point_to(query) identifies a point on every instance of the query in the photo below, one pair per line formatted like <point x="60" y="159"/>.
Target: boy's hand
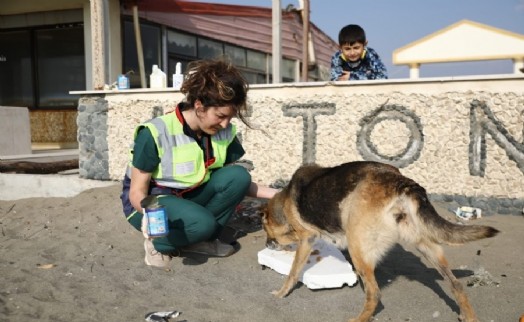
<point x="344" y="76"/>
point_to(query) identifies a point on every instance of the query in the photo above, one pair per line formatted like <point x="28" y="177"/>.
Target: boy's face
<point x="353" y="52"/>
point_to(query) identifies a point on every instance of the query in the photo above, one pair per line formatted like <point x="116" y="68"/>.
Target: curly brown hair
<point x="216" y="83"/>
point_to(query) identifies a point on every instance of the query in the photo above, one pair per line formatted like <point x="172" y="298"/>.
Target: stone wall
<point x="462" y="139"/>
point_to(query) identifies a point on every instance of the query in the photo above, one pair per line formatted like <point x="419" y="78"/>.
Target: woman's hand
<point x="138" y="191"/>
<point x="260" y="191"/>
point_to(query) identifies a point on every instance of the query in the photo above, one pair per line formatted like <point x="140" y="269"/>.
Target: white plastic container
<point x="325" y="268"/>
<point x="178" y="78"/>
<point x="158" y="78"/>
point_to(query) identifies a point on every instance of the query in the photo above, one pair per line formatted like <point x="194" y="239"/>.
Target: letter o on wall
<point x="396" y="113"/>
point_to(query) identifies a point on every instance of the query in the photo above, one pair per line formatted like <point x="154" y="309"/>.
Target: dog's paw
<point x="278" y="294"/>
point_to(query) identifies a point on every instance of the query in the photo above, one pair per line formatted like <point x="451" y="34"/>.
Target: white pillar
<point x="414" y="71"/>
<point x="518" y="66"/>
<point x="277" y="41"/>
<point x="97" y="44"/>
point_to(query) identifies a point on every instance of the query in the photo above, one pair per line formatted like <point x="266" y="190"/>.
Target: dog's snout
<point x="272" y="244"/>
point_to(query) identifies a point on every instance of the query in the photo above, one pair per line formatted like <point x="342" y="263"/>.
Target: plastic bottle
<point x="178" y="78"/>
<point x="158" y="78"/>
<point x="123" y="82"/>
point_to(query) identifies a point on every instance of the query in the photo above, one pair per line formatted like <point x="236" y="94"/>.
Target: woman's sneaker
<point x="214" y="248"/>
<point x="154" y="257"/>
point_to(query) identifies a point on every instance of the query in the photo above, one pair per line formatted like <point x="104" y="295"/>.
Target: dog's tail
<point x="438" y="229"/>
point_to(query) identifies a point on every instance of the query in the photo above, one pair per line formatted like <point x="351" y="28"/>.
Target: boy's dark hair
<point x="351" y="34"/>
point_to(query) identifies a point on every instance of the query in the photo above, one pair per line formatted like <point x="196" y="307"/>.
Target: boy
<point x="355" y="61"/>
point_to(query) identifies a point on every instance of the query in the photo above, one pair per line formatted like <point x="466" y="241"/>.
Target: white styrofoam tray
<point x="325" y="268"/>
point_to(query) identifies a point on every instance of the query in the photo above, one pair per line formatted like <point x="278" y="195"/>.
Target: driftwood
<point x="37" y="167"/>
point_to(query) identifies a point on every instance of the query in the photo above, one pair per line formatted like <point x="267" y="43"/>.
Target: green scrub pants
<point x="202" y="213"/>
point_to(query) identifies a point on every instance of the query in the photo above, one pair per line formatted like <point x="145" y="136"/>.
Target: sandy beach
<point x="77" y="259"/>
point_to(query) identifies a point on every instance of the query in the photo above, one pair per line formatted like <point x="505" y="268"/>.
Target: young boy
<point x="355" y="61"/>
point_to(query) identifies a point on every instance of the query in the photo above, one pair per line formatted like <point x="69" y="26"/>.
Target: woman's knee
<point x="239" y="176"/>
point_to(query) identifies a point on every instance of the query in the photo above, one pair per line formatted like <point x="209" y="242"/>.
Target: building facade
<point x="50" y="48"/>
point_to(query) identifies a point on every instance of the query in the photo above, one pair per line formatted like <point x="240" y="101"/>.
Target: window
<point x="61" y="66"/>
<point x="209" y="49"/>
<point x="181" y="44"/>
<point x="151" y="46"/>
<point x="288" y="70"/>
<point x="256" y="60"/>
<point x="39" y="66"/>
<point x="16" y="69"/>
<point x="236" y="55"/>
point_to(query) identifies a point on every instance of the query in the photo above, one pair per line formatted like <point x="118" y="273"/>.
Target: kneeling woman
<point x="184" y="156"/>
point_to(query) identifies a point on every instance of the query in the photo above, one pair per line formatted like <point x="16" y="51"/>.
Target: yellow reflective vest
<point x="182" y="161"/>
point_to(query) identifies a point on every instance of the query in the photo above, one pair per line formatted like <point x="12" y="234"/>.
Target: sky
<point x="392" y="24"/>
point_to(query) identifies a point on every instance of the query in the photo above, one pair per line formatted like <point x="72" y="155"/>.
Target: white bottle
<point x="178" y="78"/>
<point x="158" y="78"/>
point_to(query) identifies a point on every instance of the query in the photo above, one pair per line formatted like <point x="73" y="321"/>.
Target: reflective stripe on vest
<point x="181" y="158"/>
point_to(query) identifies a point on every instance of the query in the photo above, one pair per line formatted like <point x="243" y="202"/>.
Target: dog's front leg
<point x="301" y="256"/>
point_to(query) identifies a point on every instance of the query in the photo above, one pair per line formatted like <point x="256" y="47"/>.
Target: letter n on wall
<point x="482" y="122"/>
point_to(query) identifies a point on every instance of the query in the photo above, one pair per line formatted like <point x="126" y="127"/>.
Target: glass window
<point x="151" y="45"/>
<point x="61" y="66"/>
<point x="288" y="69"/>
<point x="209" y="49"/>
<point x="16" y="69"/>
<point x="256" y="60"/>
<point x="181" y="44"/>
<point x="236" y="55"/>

==

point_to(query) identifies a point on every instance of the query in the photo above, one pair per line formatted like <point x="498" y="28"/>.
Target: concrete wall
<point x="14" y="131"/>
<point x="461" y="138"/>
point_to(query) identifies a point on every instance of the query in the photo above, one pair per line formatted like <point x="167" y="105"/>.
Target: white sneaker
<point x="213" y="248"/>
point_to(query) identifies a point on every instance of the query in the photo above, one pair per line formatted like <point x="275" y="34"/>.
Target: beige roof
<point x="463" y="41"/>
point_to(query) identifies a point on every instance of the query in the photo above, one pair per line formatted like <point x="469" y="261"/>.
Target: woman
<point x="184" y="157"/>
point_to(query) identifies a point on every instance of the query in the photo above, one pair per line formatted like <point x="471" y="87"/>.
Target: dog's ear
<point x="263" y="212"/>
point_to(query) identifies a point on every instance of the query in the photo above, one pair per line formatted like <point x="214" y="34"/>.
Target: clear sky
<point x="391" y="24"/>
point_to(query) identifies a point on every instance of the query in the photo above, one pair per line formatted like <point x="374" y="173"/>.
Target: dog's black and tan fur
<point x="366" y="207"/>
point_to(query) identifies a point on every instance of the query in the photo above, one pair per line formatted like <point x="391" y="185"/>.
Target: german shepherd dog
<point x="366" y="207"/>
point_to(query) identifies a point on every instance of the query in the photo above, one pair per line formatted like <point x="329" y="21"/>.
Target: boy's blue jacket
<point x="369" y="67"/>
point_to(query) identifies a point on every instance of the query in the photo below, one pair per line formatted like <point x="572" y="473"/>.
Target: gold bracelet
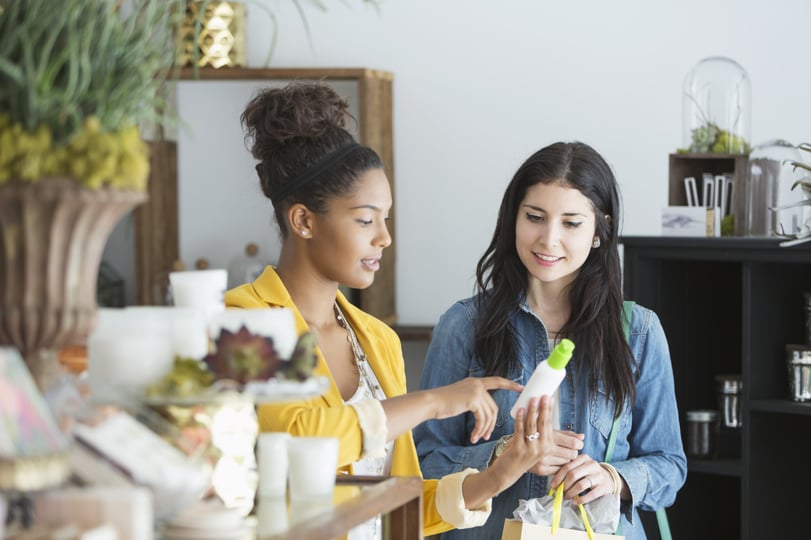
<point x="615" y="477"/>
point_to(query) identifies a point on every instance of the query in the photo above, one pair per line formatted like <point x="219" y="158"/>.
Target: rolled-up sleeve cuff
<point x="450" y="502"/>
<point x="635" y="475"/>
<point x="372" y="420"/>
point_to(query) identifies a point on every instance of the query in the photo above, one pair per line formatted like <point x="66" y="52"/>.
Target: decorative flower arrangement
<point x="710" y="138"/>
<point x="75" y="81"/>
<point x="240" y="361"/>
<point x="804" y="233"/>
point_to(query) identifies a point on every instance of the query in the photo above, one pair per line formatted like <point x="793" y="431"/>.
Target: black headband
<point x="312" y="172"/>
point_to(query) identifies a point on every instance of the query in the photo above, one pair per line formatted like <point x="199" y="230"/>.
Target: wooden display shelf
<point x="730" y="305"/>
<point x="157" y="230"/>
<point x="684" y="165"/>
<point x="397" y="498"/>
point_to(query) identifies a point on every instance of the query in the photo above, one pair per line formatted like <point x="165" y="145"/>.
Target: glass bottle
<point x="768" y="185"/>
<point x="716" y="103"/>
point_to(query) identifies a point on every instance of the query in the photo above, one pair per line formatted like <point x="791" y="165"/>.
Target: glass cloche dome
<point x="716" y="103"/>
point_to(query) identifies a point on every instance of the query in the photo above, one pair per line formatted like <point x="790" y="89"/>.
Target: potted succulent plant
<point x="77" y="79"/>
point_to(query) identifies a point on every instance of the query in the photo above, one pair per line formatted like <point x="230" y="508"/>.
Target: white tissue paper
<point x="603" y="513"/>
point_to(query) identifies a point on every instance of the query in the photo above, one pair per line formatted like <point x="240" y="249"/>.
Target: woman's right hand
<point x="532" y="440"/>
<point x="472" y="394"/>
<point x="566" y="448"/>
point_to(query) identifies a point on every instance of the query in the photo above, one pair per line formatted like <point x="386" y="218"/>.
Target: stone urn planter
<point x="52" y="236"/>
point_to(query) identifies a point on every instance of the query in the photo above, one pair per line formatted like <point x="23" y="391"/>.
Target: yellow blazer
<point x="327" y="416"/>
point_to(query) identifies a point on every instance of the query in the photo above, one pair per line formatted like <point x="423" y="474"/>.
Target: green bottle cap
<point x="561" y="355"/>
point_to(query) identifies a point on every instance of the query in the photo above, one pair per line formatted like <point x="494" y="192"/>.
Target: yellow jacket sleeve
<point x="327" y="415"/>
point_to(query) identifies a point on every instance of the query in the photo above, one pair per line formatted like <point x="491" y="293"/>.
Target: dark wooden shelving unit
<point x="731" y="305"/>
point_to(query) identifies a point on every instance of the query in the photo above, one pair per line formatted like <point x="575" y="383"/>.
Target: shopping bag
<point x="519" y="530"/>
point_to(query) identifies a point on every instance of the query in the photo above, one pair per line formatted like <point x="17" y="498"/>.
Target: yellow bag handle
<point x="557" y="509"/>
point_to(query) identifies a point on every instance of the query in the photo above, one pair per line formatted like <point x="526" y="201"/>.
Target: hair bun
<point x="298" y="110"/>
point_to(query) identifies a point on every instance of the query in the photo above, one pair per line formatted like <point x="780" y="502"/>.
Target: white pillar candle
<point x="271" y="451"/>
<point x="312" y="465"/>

--

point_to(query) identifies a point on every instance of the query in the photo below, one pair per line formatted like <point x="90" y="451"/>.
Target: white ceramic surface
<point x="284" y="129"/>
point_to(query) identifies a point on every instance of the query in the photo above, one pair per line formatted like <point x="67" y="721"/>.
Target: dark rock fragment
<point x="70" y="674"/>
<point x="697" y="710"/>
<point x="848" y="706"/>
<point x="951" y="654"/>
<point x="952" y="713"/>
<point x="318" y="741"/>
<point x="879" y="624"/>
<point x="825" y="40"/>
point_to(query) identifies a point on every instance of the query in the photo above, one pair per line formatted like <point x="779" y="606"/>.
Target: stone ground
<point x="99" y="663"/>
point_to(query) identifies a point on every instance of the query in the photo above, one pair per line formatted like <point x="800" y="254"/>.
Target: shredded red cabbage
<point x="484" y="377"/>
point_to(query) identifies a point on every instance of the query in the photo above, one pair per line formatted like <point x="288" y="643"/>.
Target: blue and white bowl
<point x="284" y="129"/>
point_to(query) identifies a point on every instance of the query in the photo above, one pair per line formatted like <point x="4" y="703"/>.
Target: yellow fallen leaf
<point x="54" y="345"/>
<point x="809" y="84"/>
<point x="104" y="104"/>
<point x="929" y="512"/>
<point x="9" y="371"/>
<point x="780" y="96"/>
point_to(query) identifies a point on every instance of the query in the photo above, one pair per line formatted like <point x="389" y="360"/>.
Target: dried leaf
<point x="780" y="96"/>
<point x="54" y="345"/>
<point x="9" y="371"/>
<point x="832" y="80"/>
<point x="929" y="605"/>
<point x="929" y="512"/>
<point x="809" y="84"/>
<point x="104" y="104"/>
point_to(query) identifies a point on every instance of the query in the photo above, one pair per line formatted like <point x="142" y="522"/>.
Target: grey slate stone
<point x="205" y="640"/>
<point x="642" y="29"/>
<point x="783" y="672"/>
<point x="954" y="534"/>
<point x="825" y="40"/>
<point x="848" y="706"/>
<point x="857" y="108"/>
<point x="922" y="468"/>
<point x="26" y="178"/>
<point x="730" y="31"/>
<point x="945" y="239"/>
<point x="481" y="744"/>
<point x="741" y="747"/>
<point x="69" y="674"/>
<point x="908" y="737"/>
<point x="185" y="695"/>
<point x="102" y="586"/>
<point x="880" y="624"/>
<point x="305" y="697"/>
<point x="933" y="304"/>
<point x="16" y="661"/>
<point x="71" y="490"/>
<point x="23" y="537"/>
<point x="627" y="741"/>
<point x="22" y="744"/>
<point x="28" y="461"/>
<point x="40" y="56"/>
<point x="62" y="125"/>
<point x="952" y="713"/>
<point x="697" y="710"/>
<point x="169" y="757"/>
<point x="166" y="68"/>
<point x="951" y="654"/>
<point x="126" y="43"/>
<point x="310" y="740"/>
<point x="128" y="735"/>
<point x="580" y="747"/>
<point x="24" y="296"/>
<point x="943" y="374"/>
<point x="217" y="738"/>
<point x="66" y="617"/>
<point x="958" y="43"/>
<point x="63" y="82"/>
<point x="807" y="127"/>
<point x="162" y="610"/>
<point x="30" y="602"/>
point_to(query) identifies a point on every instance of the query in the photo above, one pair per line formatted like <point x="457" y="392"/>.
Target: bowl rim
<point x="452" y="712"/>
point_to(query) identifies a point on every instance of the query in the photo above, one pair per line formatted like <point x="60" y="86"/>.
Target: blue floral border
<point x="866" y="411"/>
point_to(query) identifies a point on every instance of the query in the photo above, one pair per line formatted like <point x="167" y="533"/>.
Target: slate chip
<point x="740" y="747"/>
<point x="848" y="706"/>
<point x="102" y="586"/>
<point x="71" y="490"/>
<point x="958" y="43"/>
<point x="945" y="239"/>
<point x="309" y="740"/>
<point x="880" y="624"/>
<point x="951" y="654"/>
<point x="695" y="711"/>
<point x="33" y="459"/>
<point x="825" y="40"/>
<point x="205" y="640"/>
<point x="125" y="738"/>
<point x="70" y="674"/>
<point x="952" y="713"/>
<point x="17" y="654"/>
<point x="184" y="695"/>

▸ **Stated goal**: Report how many lines in the three blocks above contain the word "hair", counting only matches in the same case. Give the number alone.

▸ **Output for this task**: 3